> [TASK DIRECTIONS]: After finding the line with "Target: distant mountain range" in the data below, set down exactly each line through the one with "Target: bird's leg", inclusive, and stop there.

BEGIN DATASET RECORDS

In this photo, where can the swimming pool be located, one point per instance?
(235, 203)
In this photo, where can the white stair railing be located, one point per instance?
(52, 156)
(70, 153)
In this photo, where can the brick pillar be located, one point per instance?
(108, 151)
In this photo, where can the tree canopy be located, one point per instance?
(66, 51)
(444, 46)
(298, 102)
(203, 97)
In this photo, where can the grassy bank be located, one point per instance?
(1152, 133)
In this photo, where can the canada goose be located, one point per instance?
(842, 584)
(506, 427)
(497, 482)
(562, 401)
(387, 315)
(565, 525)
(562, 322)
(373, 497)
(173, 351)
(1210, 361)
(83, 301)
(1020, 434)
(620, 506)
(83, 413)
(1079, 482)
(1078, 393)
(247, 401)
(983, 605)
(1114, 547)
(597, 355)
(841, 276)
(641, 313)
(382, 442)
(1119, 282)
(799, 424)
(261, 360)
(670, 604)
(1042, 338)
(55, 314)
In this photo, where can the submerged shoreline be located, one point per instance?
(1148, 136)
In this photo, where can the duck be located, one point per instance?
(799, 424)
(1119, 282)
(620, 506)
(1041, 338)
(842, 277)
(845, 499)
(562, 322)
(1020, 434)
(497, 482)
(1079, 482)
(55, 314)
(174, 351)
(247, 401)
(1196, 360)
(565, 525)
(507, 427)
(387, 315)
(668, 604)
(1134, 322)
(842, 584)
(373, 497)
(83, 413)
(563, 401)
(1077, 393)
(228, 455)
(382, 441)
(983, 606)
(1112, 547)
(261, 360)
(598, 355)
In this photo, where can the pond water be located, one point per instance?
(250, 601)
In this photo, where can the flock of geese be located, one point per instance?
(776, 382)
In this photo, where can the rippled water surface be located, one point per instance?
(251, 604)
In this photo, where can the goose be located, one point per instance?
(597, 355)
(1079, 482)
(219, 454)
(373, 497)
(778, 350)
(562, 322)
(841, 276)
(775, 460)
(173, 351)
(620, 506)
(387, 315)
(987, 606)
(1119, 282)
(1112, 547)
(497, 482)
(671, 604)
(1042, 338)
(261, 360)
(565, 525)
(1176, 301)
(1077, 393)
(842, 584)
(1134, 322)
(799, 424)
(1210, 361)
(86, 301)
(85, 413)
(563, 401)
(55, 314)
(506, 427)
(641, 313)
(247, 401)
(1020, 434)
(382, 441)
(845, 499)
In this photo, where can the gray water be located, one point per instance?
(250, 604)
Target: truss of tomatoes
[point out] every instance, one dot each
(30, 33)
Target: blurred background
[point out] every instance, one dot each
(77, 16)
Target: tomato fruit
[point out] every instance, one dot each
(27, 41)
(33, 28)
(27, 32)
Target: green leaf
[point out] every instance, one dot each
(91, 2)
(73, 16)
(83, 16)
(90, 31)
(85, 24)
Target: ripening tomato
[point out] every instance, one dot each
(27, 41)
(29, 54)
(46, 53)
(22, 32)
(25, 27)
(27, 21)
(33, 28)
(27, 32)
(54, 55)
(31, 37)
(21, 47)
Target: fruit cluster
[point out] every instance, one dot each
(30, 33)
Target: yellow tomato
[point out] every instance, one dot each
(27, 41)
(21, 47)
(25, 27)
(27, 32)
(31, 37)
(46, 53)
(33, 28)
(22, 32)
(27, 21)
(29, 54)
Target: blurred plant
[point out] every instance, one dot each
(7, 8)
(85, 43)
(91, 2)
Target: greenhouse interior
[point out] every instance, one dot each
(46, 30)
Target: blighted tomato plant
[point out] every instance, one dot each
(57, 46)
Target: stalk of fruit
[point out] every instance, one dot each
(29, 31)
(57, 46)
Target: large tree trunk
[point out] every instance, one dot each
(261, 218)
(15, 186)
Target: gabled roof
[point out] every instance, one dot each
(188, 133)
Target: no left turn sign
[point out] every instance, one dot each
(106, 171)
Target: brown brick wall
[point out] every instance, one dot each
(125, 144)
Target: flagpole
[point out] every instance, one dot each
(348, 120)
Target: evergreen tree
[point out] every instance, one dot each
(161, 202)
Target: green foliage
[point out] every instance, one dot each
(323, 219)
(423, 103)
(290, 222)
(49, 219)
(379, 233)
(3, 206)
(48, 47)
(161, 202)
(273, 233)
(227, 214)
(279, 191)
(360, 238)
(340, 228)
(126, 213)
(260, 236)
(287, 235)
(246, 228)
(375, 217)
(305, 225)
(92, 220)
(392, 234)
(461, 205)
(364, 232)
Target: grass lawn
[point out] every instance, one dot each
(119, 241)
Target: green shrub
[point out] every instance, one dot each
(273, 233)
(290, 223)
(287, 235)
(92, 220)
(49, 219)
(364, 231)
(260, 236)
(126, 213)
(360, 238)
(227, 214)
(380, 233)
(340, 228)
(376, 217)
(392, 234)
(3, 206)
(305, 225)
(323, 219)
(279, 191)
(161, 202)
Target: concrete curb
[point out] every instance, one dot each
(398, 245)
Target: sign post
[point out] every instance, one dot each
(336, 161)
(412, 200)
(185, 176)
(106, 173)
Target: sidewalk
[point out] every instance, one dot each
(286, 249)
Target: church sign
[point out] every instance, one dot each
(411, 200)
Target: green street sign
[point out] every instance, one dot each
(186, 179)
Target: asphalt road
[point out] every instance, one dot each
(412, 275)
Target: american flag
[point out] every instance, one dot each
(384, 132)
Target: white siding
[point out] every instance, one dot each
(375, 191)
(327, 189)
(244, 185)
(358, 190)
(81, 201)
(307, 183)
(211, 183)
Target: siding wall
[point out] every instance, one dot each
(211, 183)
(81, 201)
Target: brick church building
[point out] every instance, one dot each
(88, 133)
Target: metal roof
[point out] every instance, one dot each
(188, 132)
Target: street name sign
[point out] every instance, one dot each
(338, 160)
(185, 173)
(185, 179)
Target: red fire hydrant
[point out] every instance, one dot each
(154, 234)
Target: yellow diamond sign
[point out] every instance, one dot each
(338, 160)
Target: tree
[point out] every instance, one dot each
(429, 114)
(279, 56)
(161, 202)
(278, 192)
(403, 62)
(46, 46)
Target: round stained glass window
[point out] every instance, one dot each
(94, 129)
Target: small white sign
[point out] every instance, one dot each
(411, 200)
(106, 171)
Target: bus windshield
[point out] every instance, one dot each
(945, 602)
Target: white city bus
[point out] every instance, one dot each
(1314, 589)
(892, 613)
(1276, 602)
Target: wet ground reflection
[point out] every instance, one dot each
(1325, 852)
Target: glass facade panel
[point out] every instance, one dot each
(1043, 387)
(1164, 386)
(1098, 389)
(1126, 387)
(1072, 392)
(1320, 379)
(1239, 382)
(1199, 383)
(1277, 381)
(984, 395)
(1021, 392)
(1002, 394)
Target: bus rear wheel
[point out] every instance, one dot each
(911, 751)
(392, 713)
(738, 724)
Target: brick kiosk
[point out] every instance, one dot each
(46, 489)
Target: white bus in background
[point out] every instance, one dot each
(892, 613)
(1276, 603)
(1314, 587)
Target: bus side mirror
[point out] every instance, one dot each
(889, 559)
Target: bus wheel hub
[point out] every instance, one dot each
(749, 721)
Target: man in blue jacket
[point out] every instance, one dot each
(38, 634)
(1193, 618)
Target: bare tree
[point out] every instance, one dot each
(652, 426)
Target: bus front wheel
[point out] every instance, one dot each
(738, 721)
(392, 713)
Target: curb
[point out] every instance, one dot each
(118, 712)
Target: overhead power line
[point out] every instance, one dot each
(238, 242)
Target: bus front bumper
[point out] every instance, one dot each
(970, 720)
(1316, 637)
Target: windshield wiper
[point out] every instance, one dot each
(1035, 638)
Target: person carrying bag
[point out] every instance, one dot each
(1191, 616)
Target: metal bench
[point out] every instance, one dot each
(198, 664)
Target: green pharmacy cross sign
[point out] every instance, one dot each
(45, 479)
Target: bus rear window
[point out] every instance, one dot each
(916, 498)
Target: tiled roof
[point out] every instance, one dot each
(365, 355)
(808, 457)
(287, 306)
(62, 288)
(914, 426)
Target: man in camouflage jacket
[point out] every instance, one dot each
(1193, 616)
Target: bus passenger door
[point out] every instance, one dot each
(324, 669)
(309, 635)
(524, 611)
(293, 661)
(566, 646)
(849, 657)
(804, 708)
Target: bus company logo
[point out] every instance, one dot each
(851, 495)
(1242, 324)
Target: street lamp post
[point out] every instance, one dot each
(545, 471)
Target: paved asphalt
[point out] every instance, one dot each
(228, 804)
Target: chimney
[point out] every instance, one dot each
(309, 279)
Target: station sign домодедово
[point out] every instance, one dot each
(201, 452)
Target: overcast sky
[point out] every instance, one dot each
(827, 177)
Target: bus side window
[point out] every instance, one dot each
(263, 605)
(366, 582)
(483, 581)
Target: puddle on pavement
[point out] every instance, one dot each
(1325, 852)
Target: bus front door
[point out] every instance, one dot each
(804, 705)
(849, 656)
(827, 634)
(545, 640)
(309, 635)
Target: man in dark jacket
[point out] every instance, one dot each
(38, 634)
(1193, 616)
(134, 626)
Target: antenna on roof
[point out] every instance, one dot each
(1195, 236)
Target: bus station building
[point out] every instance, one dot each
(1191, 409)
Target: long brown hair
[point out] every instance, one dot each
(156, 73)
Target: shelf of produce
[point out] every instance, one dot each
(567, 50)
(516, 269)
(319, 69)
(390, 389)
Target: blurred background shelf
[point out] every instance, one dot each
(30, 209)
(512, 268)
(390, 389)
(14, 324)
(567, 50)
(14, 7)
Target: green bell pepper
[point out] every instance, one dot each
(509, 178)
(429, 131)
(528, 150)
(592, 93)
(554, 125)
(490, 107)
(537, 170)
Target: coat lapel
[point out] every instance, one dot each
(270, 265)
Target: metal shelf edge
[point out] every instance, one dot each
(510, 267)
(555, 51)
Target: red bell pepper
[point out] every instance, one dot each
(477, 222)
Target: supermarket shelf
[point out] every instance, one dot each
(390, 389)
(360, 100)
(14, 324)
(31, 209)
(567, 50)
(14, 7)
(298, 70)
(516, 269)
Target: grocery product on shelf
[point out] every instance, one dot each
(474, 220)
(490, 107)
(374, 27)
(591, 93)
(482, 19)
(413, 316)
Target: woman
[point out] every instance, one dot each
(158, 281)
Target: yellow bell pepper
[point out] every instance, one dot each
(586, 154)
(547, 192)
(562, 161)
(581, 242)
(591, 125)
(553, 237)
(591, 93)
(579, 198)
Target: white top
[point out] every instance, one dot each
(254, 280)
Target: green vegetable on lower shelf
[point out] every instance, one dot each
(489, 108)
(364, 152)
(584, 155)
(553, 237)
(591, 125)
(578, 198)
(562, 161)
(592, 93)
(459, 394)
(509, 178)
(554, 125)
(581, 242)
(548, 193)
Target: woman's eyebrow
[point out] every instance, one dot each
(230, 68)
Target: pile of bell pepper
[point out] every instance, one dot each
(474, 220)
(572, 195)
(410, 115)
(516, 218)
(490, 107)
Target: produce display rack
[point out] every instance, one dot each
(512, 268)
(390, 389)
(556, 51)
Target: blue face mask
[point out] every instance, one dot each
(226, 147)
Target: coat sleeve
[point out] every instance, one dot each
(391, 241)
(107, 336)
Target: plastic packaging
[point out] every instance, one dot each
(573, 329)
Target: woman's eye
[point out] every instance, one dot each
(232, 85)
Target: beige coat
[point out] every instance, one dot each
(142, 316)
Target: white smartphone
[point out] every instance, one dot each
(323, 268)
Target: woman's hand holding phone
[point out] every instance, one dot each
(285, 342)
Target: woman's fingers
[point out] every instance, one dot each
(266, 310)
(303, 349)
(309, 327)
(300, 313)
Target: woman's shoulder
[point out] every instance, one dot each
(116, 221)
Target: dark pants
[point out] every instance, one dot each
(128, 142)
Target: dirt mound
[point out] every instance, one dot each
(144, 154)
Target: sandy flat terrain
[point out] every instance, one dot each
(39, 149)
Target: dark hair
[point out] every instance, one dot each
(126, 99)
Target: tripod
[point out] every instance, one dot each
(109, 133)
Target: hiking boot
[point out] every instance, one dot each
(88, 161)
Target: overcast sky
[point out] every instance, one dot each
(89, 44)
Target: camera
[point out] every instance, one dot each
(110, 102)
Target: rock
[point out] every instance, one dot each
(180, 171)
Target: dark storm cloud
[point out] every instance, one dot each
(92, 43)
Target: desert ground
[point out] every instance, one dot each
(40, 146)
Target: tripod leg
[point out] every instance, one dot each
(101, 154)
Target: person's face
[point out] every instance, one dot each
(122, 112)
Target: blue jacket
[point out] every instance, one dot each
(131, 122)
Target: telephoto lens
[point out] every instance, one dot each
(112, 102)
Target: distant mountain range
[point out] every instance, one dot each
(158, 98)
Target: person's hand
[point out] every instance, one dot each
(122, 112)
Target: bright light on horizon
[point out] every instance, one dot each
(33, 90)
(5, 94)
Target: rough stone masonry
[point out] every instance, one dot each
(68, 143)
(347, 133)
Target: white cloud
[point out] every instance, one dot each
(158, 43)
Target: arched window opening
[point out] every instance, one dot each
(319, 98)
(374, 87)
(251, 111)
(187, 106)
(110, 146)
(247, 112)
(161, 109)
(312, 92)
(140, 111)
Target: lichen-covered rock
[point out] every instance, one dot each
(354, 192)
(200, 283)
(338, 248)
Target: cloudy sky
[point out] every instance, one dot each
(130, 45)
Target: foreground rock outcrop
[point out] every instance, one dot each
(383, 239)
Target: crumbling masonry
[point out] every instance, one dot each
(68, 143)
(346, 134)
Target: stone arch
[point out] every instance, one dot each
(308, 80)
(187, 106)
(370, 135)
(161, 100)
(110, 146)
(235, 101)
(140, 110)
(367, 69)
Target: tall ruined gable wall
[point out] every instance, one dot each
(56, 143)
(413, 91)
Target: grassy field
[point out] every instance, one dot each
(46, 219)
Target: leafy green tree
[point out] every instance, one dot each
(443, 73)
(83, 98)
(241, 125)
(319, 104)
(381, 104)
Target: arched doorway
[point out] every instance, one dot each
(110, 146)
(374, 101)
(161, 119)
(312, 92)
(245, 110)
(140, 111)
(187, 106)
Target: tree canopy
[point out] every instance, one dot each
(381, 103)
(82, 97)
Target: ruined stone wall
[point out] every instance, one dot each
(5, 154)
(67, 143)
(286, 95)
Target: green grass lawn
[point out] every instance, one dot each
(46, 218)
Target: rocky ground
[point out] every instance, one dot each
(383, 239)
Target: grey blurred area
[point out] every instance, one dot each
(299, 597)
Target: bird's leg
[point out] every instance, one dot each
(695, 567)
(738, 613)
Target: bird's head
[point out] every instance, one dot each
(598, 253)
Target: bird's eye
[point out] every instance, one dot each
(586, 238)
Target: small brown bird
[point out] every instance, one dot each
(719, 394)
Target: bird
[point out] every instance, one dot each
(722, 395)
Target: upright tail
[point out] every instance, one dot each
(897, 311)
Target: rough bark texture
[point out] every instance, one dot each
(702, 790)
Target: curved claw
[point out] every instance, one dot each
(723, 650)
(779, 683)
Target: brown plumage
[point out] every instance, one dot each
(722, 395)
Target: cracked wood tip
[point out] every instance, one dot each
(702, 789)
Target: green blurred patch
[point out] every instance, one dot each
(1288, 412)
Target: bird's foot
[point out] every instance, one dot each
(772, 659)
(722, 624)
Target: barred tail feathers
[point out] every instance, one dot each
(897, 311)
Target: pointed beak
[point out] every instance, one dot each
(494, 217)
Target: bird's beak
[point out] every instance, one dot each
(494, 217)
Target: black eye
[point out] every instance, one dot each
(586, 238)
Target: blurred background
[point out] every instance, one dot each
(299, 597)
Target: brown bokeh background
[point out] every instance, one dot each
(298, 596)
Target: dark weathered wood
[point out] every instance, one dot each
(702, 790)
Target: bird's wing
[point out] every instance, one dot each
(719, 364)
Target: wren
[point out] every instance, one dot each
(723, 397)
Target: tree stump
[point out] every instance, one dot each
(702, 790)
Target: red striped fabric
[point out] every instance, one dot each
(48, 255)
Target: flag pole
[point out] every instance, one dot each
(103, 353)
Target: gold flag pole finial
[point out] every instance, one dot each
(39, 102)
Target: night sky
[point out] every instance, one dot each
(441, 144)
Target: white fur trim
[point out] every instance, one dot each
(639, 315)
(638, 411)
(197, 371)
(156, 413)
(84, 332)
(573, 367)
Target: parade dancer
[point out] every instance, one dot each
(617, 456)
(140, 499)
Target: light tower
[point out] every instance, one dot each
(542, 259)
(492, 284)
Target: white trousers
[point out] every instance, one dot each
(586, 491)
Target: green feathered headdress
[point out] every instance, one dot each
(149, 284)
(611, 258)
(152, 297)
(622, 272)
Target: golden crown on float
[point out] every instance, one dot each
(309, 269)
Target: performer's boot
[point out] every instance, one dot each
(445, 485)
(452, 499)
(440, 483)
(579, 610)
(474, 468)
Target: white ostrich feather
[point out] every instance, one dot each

END DATASET RECORDS

> [RESPONSE AREA]:
Target: distant mountain range
[point out] every instance, one dot each
(158, 98)
Target: person's hand
[point out] every instance, one dot each
(122, 112)
Target: bright light on horizon
[point out] every instance, one dot each
(33, 90)
(5, 94)
Target: rough stone masonry
[point out] every instance, one dot each
(68, 143)
(347, 133)
Target: white cloud
[point out] every instance, one dot each
(158, 43)
Target: arched window opening
[point out] every instance, one dot each
(319, 98)
(374, 87)
(251, 111)
(187, 106)
(110, 146)
(247, 112)
(161, 109)
(312, 92)
(140, 111)
Target: lichen-covered rock
[point out] every instance, one dot each
(354, 192)
(200, 283)
(338, 248)
Target: cloudy sky
[point out] every instance, one dot each
(130, 45)
Target: foreground rock outcrop
[point out] every instance, one dot each
(383, 239)
Target: crumbling masonry
[point out] every instance, one dot each
(68, 143)
(346, 134)
Target: stone arch
[point out] every instance, one dot each
(308, 80)
(187, 106)
(370, 135)
(161, 100)
(110, 146)
(235, 101)
(140, 110)
(367, 69)
Target: tall ruined gable wall
[point out] every instance, one dot each
(56, 143)
(413, 91)
Target: grassy field
[point out] every instance, one dot each
(46, 219)
Target: leafy green tree
[point out] every instance, one dot each
(443, 73)
(83, 98)
(241, 125)
(319, 104)
(381, 104)
Target: arched doorway
[point out] every instance, one dot each
(110, 146)
(374, 101)
(161, 119)
(312, 92)
(245, 110)
(140, 111)
(187, 106)
Target: tree canopy
[point out] every instance, one dot each
(381, 103)
(82, 97)
Target: ruined stone wall
[point out] every instance, one dot each
(5, 154)
(67, 143)
(286, 95)
Target: green grass lawn
[point out] every instance, one dot each
(46, 218)
Target: rocky ground
[point out] every instance, one dot each
(383, 239)
Target: grey blurred area
[point out] every instance, one dot each
(299, 597)
Target: bird's leg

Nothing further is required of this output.